### What is expected
In the forum post on off-grid living, write out again the part that begins with the words containing "I know there" and ends with "of my options.", swapping "camels" for "donkeys".

### Quoted text
◇ ◇ ◇ ◇ ◇
# Off-grid living



## Nìmwey (Feb 1, 2012)

I know there have been some threads about this already, but I feel I need to create my own thread for my own individual scenario.

If you read my last thread; my current plans are similar but more "humble". The only animals I want that are often banned (and I would want them to be legal so I can keep them) are wolfdogs/wolves and caimans. I mainly want to have a plot of land where I can keep dogs, some larger animals like horses and/or camels, possibly alpacas (for the wool), and especially parrots.

I write in the Spain-forum because it seems to be a more active category, and Spain is only one of my options.

I want to live off-grid and "simple", and I understand this is hard to do in Spain, from what I've seen regarding rural land over there.
What I've looked at for some time is Croatia, but I can't find ANY suitable land. Not that it's too expensive or anything, I simply only find houses, no empty plots of land.
I recently also started looking at Bulgaria, because of the cheap land that can be found there. While Bulgaria Climate, Average Weather, Temperatures, Rainfall, Sunshine, Humidity, Graphs doesn't look too bad, around zero-a few plus degrees in winter, lots of people insist the winters are long and cold.

In short, what I want...
* Be able to live simply (a cob house or similar, if possible) and off-grid, away from close neighbors
* Have parrots outdoors year-round, so it has to be a decent climate (they can take more than people think with some acclimitization and shelter, but not "real" winters, and I can't stand long cold either)
* A decent patch of cheap, open land (no forest land).
* *Preferably* a country where you can keep wolfdogs and/or caimans.

How best to do this? I'm very open to suggestions...


----------
◇ ◇ ◇ ◇ ◇
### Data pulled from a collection
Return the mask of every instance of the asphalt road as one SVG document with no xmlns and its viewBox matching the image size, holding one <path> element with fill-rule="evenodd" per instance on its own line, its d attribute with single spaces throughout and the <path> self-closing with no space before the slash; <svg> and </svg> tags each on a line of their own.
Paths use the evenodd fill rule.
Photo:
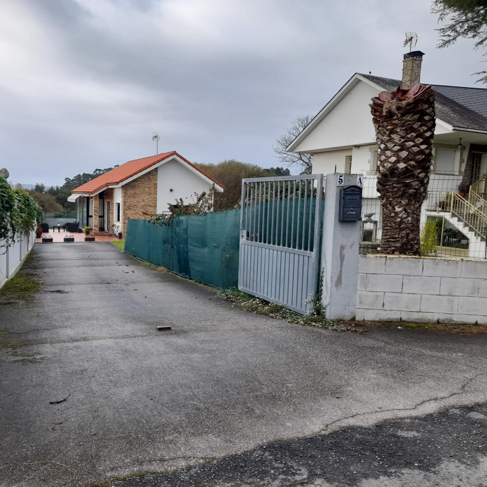
<svg viewBox="0 0 487 487">
<path fill-rule="evenodd" d="M 287 441 L 113 487 L 487 486 L 487 405 Z"/>
<path fill-rule="evenodd" d="M 302 327 L 233 308 L 211 290 L 142 265 L 109 243 L 36 244 L 35 252 L 24 272 L 41 280 L 40 291 L 27 301 L 0 294 L 1 487 L 91 486 L 218 458 L 200 468 L 224 470 L 235 460 L 233 472 L 248 479 L 228 485 L 250 485 L 255 472 L 246 470 L 245 459 L 240 469 L 235 455 L 263 462 L 267 479 L 263 445 L 278 449 L 268 466 L 294 466 L 276 486 L 340 485 L 313 477 L 307 463 L 299 470 L 294 460 L 279 460 L 278 445 L 294 439 L 304 458 L 309 452 L 299 442 L 317 445 L 342 434 L 336 441 L 353 444 L 355 431 L 366 455 L 375 443 L 367 432 L 379 430 L 367 427 L 487 401 L 485 336 Z M 158 332 L 161 324 L 172 329 Z M 447 464 L 458 459 L 468 467 L 455 451 Z M 485 464 L 469 461 L 468 475 L 479 478 Z M 364 486 L 418 485 L 367 484 L 365 473 Z M 215 478 L 201 485 L 230 482 Z M 483 485 L 475 482 L 463 485 Z"/>
</svg>

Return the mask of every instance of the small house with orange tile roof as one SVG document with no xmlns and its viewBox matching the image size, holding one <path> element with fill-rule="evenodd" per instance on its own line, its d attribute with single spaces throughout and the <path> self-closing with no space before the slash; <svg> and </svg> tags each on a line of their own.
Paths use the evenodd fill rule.
<svg viewBox="0 0 487 487">
<path fill-rule="evenodd" d="M 129 161 L 71 191 L 80 227 L 92 233 L 115 225 L 125 236 L 128 218 L 162 213 L 176 200 L 223 186 L 175 151 Z"/>
</svg>

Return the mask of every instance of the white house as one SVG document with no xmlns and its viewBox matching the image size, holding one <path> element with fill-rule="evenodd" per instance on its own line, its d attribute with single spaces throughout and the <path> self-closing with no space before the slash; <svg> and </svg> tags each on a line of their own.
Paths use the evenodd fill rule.
<svg viewBox="0 0 487 487">
<path fill-rule="evenodd" d="M 422 56 L 420 51 L 404 55 L 402 80 L 354 74 L 286 149 L 312 153 L 314 174 L 357 173 L 365 176 L 363 213 L 374 213 L 376 223 L 369 221 L 364 229 L 373 230 L 373 240 L 380 239 L 381 219 L 375 191 L 377 147 L 369 104 L 381 91 L 419 82 Z M 432 87 L 436 126 L 428 196 L 421 220 L 438 218 L 440 253 L 483 258 L 487 228 L 487 91 L 441 85 Z M 469 194 L 464 198 L 460 194 L 466 190 Z M 365 239 L 369 240 L 371 232 L 365 235 Z"/>
<path fill-rule="evenodd" d="M 80 226 L 93 233 L 113 224 L 125 234 L 129 218 L 146 218 L 146 213 L 168 210 L 176 200 L 191 199 L 214 185 L 224 187 L 175 151 L 129 161 L 73 190 Z"/>
</svg>

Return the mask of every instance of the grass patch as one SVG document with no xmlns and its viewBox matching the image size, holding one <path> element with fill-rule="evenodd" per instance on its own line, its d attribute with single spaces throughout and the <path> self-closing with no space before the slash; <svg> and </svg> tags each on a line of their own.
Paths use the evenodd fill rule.
<svg viewBox="0 0 487 487">
<path fill-rule="evenodd" d="M 378 328 L 429 330 L 442 333 L 456 335 L 480 335 L 487 333 L 487 325 L 457 323 L 414 323 L 406 321 L 341 321 L 344 326 L 356 324 L 362 330 Z"/>
<path fill-rule="evenodd" d="M 265 315 L 276 320 L 285 320 L 290 323 L 316 326 L 336 331 L 361 331 L 360 327 L 355 326 L 354 323 L 342 324 L 337 321 L 327 319 L 325 310 L 321 309 L 320 306 L 313 307 L 310 314 L 301 315 L 295 311 L 291 311 L 279 304 L 270 302 L 255 296 L 251 296 L 235 287 L 218 291 L 217 294 L 222 299 L 233 303 L 233 306 L 238 306 L 247 311 Z"/>
<path fill-rule="evenodd" d="M 119 249 L 122 249 L 122 250 L 124 250 L 125 249 L 125 240 L 112 240 L 112 243 L 113 243 L 115 247 L 118 247 Z"/>
<path fill-rule="evenodd" d="M 1 288 L 2 297 L 6 299 L 30 299 L 40 286 L 37 279 L 19 273 Z"/>
</svg>

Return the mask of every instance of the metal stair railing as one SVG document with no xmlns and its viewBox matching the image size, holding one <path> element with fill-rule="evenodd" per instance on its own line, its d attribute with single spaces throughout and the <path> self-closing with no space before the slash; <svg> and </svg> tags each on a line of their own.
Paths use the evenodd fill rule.
<svg viewBox="0 0 487 487">
<path fill-rule="evenodd" d="M 487 174 L 483 174 L 471 185 L 469 203 L 487 215 Z"/>
<path fill-rule="evenodd" d="M 479 236 L 487 239 L 487 214 L 454 191 L 451 193 L 450 216 L 459 218 Z"/>
</svg>

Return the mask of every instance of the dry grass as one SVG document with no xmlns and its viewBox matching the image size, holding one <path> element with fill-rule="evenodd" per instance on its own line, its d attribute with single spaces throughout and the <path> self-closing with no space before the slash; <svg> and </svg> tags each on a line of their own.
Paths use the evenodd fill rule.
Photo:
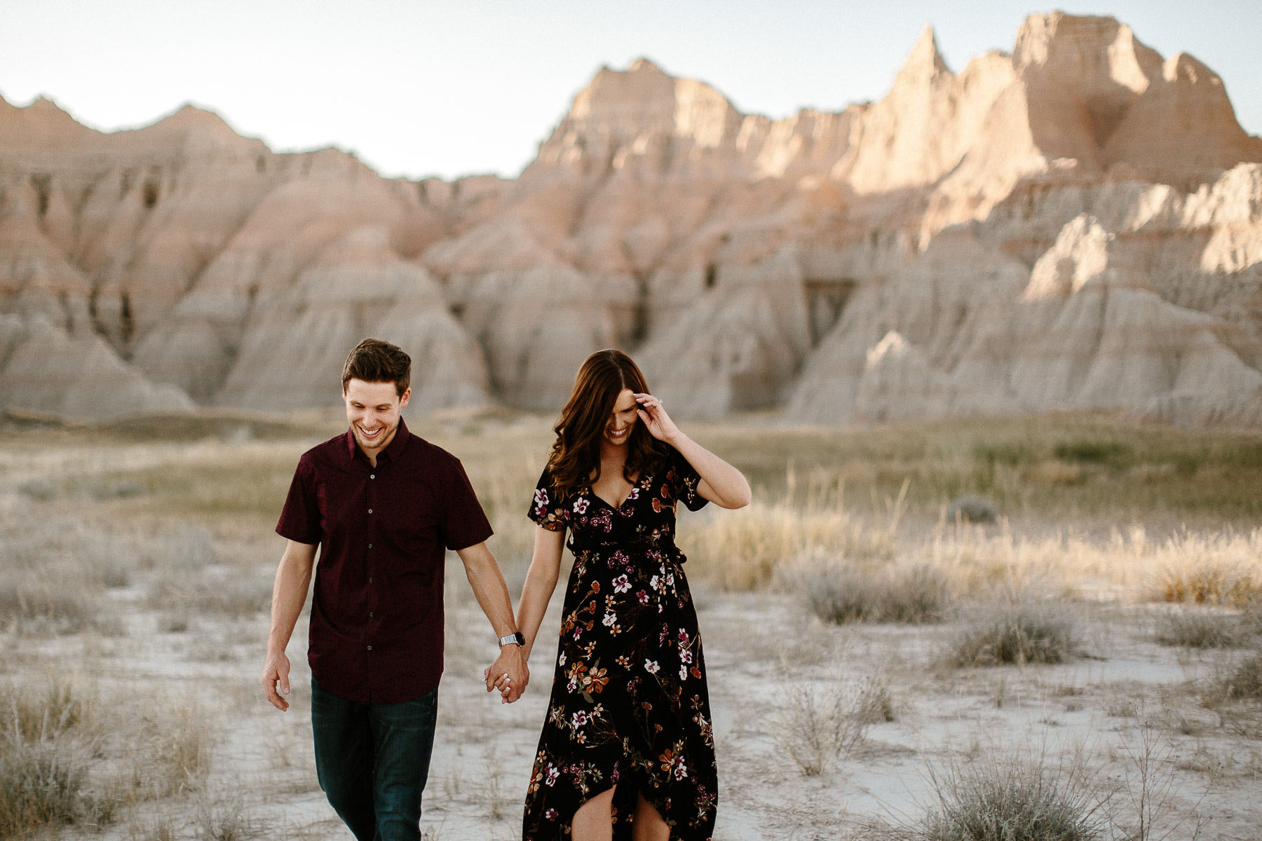
<svg viewBox="0 0 1262 841">
<path fill-rule="evenodd" d="M 1218 682 L 1225 699 L 1262 701 L 1262 652 L 1248 654 Z"/>
<path fill-rule="evenodd" d="M 923 841 L 1090 841 L 1109 828 L 1080 764 L 989 755 L 930 775 L 938 803 L 910 833 Z"/>
<path fill-rule="evenodd" d="M 1156 641 L 1186 648 L 1237 648 L 1252 637 L 1242 617 L 1186 608 L 1157 618 Z"/>
<path fill-rule="evenodd" d="M 734 516 L 719 512 L 690 521 L 679 543 L 689 575 L 728 590 L 765 586 L 781 564 L 799 559 L 887 561 L 895 551 L 892 533 L 864 528 L 844 511 L 761 501 Z"/>
</svg>

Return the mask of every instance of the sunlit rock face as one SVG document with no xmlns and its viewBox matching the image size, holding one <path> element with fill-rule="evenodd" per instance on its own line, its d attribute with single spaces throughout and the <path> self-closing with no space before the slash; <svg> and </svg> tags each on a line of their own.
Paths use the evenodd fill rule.
<svg viewBox="0 0 1262 841">
<path fill-rule="evenodd" d="M 680 417 L 1258 425 L 1259 161 L 1213 71 L 1061 13 L 958 73 L 926 29 L 837 113 L 606 68 L 511 180 L 0 100 L 3 407 L 323 406 L 372 334 L 422 411 L 553 412 L 620 347 Z"/>
</svg>

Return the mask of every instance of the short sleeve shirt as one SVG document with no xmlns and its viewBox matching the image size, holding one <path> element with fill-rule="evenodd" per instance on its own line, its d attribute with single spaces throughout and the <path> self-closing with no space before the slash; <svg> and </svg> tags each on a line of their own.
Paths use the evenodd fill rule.
<svg viewBox="0 0 1262 841">
<path fill-rule="evenodd" d="M 322 688 L 401 704 L 438 686 L 445 551 L 492 533 L 459 459 L 400 419 L 372 467 L 347 430 L 299 459 L 276 533 L 321 547 L 307 659 Z"/>
</svg>

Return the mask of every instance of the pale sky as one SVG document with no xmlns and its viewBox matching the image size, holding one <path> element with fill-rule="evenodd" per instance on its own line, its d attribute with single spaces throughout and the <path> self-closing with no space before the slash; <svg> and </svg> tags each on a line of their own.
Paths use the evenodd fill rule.
<svg viewBox="0 0 1262 841">
<path fill-rule="evenodd" d="M 784 117 L 886 93 L 925 24 L 953 71 L 1011 50 L 1032 9 L 997 0 L 9 0 L 0 95 L 44 93 L 102 130 L 184 102 L 273 149 L 334 145 L 384 175 L 516 175 L 602 64 L 651 58 L 743 112 Z M 1262 131 L 1262 1 L 1111 0 L 1165 57 L 1223 77 Z"/>
</svg>

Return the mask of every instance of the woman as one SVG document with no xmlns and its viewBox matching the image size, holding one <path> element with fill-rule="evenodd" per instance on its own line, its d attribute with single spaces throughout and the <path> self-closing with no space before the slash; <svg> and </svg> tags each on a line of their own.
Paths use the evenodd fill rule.
<svg viewBox="0 0 1262 841">
<path fill-rule="evenodd" d="M 524 838 L 708 840 L 718 777 L 675 504 L 741 508 L 750 485 L 679 431 L 620 351 L 583 362 L 554 429 L 530 507 L 539 530 L 517 617 L 528 656 L 567 530 L 574 569 Z"/>
</svg>

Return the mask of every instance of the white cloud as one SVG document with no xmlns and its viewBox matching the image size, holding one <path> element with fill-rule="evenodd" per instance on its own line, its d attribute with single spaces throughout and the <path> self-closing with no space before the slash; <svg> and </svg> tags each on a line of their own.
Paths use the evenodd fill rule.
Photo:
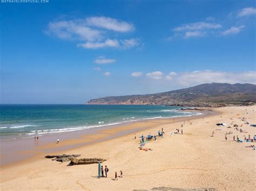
◇ ◇ ◇ ◇ ◇
### Expected answer
I know there have been some threads about this already, but I feel I need to create my own thread for my own individual scenario.

If you read my last thread; my current plans are similar but more "humble". The only animals I want that are often banned (and I would want them to be legal so I can keep them) are wolfdogs/wolves and caimans. I mainly want to have a plot of land where I can keep dogs, some larger animals like horses and/or donkeys, possibly alpacas (for the wool), and especially parrots.

I write in the Spain-forum because it seems to be a more active category, and Spain is only one of my options.